Source excerpt:
════════

I wasn't going to mention it but I have been following (and sharing) Bluebird's story and Dude said something the other day that keeps pricking at me.

I had been kvetching about a post I read somewhere where someone "admitted" (or "boasted") that they were "high-maintenance". My initial response was, 'Well, if you know that about yourself, then ... change.'. Being "high-maintenance" is NOT a positive in my book... (Dude then volunteered that I was the "lowest-maintenance" girl he had ever met.)

Some days or weeks later I was talking about BB's handfasting plans. I was surprised by how excited I was for her - given that a.) I don't even know her IRL and b.) as much as I LOVED my wedding, the reasons behind it seem superfluous now (marriage was MY idea, that MrS went along with because I "needed" that affirmation at the time).

At some point in the conversation Dude said something along the lines of, "I would TOTALLY marry you." Aaaccckkk! Quick subject change ensued. #1.) I am already legally married, can't do that shit again (here, yet). #2.) I was SURE that he wasn't the "marrying" type. #3.) I'm past the point where I need "official" recognition of my relationships. #4.) (and the REAL question) Is he at the point where he desires public (or at least familial) recognition of our relationship?

I do recall a few instances where he felt his behaviour was constrained due to the fact that we are not "out" to our families. ("Will I ever be able to kiss you goodbye in front of them?") And recall that my friend (SLL in my blog) suggested that introducing him as "our roommate" downgraded his importance in my life and made him feel rejected.

Our (mine and MrS's - he is estranged from his own) families know that he lives with us and we consider him "family". That is enough for ME - even though we only live an hour or so from them we only see them a few times a year. They welcome him to "family" gatherings. My mother bakes him birthday cookies. We get Christmas cards addressed to all three of us. I am sure that they know/suspect more but are too polite to press it. My family know/have met Lotus as "Dude's girlfriend" - and I have let it slip (because I am terrible at secrets) that she also has a husband/roommate.

════════

Material shown:
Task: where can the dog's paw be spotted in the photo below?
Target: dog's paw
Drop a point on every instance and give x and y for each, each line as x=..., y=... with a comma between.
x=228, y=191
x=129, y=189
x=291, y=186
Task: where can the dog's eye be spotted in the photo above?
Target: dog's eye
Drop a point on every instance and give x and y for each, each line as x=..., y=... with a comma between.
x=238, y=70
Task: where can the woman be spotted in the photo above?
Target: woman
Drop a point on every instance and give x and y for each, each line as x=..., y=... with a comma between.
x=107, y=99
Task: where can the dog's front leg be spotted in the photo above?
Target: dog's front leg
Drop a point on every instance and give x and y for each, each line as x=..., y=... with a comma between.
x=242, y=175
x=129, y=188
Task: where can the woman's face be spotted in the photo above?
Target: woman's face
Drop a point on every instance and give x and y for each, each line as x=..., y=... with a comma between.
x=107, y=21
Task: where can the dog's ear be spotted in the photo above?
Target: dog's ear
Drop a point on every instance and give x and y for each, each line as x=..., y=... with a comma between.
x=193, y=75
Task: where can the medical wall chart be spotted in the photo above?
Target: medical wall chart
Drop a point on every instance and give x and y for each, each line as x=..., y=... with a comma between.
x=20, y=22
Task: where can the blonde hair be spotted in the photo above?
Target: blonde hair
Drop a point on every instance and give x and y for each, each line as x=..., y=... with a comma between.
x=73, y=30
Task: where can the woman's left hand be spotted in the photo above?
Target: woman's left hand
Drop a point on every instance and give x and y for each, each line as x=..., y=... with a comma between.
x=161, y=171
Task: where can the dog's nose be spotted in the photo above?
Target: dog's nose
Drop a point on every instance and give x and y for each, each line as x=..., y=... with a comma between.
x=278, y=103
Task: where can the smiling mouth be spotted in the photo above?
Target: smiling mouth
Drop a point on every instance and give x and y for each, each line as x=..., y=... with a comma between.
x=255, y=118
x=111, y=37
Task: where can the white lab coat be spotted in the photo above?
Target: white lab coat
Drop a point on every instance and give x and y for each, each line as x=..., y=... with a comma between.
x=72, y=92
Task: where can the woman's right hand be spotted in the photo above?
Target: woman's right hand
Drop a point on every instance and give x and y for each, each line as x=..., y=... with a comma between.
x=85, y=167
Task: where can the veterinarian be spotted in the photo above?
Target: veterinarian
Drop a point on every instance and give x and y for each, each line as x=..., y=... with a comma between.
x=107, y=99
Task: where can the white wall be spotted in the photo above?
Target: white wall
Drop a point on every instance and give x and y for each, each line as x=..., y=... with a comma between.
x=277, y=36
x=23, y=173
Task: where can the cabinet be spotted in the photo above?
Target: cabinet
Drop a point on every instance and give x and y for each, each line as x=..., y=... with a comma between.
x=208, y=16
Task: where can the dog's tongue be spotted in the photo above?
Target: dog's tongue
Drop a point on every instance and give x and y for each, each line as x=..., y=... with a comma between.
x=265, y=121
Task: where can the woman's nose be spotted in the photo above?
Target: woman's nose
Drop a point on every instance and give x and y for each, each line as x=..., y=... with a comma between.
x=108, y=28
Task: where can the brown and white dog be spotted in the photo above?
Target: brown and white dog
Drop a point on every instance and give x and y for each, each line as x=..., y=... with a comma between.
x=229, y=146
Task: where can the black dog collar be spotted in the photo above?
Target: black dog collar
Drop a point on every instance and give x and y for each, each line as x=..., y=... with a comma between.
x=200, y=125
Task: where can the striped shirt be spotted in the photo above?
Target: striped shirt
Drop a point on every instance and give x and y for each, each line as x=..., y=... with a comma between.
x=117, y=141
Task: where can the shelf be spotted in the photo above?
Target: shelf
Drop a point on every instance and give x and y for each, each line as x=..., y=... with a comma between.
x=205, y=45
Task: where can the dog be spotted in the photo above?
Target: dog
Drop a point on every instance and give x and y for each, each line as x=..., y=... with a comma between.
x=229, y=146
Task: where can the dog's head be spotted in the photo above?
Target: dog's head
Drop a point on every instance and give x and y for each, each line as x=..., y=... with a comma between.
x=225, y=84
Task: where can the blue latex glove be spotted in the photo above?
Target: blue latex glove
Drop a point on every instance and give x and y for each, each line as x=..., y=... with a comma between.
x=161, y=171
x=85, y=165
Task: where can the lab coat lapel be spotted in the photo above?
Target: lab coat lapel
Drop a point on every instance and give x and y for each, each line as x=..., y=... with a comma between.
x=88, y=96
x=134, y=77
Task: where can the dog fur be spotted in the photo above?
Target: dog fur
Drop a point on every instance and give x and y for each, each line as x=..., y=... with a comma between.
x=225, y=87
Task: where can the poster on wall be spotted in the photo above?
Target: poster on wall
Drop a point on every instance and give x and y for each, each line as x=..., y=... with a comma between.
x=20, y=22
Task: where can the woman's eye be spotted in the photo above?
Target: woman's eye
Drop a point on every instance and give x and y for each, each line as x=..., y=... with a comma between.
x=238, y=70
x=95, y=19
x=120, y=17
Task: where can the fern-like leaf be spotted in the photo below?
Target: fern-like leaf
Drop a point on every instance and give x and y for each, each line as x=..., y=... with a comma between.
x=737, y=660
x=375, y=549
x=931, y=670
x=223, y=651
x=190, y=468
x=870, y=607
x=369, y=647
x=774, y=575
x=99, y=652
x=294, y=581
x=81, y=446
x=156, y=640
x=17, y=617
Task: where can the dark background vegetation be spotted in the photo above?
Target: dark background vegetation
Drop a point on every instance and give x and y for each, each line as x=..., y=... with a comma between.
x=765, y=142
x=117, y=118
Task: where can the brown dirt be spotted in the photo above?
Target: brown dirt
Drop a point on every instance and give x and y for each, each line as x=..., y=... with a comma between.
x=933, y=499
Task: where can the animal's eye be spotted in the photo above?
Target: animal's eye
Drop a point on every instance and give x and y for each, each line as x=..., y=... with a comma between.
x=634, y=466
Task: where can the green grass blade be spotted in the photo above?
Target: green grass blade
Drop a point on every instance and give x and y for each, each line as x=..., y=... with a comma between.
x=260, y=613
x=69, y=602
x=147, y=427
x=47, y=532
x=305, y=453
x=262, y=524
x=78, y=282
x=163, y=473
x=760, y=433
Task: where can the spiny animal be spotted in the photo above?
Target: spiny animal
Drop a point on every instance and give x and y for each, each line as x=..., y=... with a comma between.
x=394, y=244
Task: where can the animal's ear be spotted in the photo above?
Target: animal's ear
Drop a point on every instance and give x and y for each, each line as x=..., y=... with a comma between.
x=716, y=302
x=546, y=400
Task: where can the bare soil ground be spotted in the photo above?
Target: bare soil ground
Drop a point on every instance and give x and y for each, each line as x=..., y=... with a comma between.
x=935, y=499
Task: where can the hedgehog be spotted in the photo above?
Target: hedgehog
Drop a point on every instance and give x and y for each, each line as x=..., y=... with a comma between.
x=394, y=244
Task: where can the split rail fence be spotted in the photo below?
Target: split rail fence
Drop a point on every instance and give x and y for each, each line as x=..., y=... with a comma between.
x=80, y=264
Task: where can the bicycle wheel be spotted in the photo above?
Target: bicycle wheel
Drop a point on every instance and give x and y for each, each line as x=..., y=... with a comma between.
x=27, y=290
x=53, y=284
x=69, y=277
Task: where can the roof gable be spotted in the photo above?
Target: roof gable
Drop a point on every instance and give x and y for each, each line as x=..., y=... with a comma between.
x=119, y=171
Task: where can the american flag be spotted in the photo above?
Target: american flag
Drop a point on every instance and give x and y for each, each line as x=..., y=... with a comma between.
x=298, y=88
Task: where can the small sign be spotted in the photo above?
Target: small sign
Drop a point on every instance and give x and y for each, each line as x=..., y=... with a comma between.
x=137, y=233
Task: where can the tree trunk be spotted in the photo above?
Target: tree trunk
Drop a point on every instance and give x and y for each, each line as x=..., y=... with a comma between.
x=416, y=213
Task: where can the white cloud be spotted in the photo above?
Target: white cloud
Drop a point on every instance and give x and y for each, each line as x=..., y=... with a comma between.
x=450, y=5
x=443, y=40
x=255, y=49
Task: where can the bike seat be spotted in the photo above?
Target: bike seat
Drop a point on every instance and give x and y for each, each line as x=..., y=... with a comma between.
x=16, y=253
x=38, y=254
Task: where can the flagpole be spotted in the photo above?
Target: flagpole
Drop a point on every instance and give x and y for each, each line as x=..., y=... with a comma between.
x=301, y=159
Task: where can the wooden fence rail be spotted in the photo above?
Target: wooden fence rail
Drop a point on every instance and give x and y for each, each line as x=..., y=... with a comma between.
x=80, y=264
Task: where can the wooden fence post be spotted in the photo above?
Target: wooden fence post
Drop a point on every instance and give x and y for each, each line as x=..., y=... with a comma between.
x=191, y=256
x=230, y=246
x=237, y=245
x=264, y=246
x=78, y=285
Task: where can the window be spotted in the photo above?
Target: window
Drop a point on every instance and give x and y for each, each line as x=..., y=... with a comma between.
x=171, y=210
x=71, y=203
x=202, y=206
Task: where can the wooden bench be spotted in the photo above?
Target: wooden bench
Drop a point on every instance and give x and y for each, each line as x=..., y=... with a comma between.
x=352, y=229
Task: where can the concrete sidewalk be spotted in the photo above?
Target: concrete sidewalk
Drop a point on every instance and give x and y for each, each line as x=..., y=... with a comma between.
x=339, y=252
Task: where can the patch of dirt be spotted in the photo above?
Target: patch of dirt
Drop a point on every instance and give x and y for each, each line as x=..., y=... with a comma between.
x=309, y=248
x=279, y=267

════════

Exercise task A: In the blog post, what does the writer's mother bake for Dude?
Exercise task B: Set down the part of the blog post between "I do recall" and "him feel rejected.", inclusive, word for word.

Written answer A: Birthday cookies.

Written answer B:
I do recall a few instances where he felt his behaviour was constrained due to the fact that we are not "out" to our families. ("Will I ever be able to kiss you goodbye in front of them?") And recall that my friend (SLL in my blog) suggested that introducing him as "our roommate" downgraded his importance in my life and made him feel rejected.